DIRECTIONS FOR THIS TASK: Retype every entry below without altering anything.

RECORDS FOR THE EXERCISE:
━━━━━━━━━━━━━━━━

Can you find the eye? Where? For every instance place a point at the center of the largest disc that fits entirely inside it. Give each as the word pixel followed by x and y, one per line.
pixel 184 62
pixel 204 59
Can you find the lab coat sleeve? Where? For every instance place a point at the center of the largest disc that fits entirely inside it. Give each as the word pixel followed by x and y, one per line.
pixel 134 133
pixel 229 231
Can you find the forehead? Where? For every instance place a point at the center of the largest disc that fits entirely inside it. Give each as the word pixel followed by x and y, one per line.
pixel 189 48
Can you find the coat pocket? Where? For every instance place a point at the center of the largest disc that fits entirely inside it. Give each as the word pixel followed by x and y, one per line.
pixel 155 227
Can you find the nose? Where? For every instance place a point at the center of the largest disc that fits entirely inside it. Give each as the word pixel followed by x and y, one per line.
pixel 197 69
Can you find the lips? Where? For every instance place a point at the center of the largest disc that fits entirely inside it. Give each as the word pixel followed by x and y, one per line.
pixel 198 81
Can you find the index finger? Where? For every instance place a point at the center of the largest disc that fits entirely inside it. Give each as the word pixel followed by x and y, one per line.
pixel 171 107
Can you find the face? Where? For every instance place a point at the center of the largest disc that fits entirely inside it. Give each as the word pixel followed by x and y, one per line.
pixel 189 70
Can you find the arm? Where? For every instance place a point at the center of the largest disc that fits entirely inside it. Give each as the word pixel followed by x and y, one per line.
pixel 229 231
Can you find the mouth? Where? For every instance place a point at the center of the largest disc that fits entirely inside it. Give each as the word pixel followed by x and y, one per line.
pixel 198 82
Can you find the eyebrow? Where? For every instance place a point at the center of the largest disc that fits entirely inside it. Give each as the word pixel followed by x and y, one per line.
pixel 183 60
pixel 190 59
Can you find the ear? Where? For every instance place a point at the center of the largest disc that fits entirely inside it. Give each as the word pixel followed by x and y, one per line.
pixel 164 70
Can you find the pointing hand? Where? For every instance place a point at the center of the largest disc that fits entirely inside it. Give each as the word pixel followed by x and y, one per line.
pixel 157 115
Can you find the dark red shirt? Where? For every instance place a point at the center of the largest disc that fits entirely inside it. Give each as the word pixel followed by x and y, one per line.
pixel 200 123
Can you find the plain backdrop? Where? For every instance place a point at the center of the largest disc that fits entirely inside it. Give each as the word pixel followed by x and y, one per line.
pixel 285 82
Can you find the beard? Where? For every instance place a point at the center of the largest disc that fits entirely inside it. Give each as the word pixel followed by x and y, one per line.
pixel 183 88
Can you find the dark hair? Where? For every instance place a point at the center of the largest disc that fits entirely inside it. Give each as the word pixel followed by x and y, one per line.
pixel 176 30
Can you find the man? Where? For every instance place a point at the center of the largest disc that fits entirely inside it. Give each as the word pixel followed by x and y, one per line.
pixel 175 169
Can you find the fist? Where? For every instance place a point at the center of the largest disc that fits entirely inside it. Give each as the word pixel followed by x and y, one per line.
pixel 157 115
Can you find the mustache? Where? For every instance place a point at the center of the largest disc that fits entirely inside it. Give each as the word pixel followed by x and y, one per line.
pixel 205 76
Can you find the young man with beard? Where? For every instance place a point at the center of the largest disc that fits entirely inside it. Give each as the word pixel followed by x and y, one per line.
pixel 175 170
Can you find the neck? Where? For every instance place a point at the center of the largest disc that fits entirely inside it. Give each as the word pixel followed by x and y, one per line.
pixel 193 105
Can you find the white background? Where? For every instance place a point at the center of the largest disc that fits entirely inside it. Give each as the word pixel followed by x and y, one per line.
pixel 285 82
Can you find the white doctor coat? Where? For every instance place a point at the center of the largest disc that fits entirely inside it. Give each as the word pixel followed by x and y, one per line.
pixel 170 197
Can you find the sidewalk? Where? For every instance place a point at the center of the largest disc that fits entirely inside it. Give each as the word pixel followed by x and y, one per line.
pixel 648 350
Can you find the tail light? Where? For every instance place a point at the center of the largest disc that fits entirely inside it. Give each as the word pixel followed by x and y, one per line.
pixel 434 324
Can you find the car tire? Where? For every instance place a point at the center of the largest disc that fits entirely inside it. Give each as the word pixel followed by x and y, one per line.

━━━━━━━━━━━━━━━━

PROBLEM SOLUTION:
Can you find the eye? Where? For every instance place a point at the center of the largest disc that fits entirely inside it. Give each as the word pixel followed by x and y, one per line.
pixel 184 62
pixel 204 59
Can you find the lab coat sleeve? Where? For every instance place a point at the center of the largest disc that fits entirely inside it. Give each as the word pixel followed by x and y, one per line.
pixel 134 133
pixel 229 231
Can you find the forehead? Where? For every instance place a point at the center of the largest disc that fits entirely inside it. Give each as the word pixel followed by x and y, one per line.
pixel 189 48
Can you find the coat pocket? Where? For every instance place a point at the center of the largest disc that fits entirely inside it. Give each as the word pixel followed by x and y, one per line.
pixel 155 227
Can you find the nose? Where? For every instance place a point at the center of the largest disc that fits entirely inside it. Give each as the word pixel followed by x and y, one per line.
pixel 197 69
Can you find the lips? Where? For every instance place a point at the center of the largest disc that fits entirely inside it. Give each as the word pixel followed by x and y, one per line.
pixel 198 81
Can you find the index finger? Where? For every instance place a point at the center of the largest disc that fits entirely inside it. Give each as the word pixel followed by x and y, one per line.
pixel 171 107
Can you find the face? Where? For every instance place a point at the center of the largest disc that fits entirely inside it. Give each as the word pixel followed by x and y, one per line.
pixel 189 70
Can you find the arm? Where? For every instance place a point at the center of the largest disc that fits entirely inside it. Give each as the word pixel followed by x and y, one per line.
pixel 229 231
Can you find the mouth? Where? For every instance place a point at the center of the largest disc that fits entirely inside it. Give each as the word pixel followed by x and y, one per line.
pixel 198 82
Can you find the eyebrow? Where? For every instance place a point at the center of the largest disc that fits entirely inside it. Give each as the word pixel followed by x and y, one per line.
pixel 183 60
pixel 190 59
Can you find the ear? Where? For every instance place a point at the center of the largest disc that fits entirely inside it. Give each as the word pixel followed by x and y, one per line.
pixel 164 70
Can you find the pointing hand? Where? For every instance place a point at the center of the largest disc that fits entirely inside it. Give each as the word pixel followed by x and y, one per line.
pixel 157 115
Can you find the dark red shirt? Where? For every instance place a point at the center of the largest disc that fits entirely inside it. Give each as the word pixel followed by x and y, one per line.
pixel 200 123
Can you find the plain backdrop? Where? For every instance place a point at the center of the largest disc that fits entirely inside it. Give each as the word pixel followed by x and y, one per line.
pixel 285 82
Can you find the beard? Where? For every instance place a point at the center of the largest disc that fits entirely inside it. Give each as the word pixel followed by x and y, one per line.
pixel 183 88
Can you find the dark hair? Where? For every instance place a point at the center of the largest disc that fits entirely inside it. Give each as the word pixel followed by x and y, one per line.
pixel 176 30
Can you find the man? Where? For every instance place a point at the center of the largest disc that fits entirely inside it. Give each as the word pixel followed by x and y, one per line.
pixel 175 169
Can you find the fist? Where? For every instance place a point at the center of the largest disc that fits entirely inside it. Give each as the word pixel followed by x and y, one per line.
pixel 157 115
Can you find the mustache? Where? For every instance place a point at the center of the largest disc that fits entirely inside it. Give each as the word pixel followed by x and y, one per line.
pixel 205 76
Can you find the young man with beard? Where? For every instance place a point at the center of the largest disc that fits entirely inside it. Give each as the word pixel followed by x and y, one per line.
pixel 175 170
Can you find the neck? Where? For every instance place a point at the center of the largest disc that fits entirely inside it. Give each as the word pixel followed by x and y, one per line.
pixel 193 105
Can you find the white background? Where? For every instance place a point at the center of the largest disc that fits entirely inside it. Give each as the word pixel followed by x and y, one per line.
pixel 285 82
Can you find the white doctor coat? Where? For every instance place a point at the center of the largest disc that fits entirely inside it. Give each as the word pixel followed by x and y, one per line.
pixel 170 197
Can you find the sidewalk? Where? For every instance place a point at the center of the largest disc that fits entirely inside it. Give each as the word pixel followed by x and y, one per line.
pixel 648 350
Can you find the tail light? Where? For every instance place a point at the center of the largest disc that fits entirely inside it. Give each as the word pixel followed by x and y, one per line.
pixel 434 324
Can you find the car tire? Where? For every instance place a point at the center of the largest disc that fits entirely inside it. Give each as the word pixel followed by x and y, one per line.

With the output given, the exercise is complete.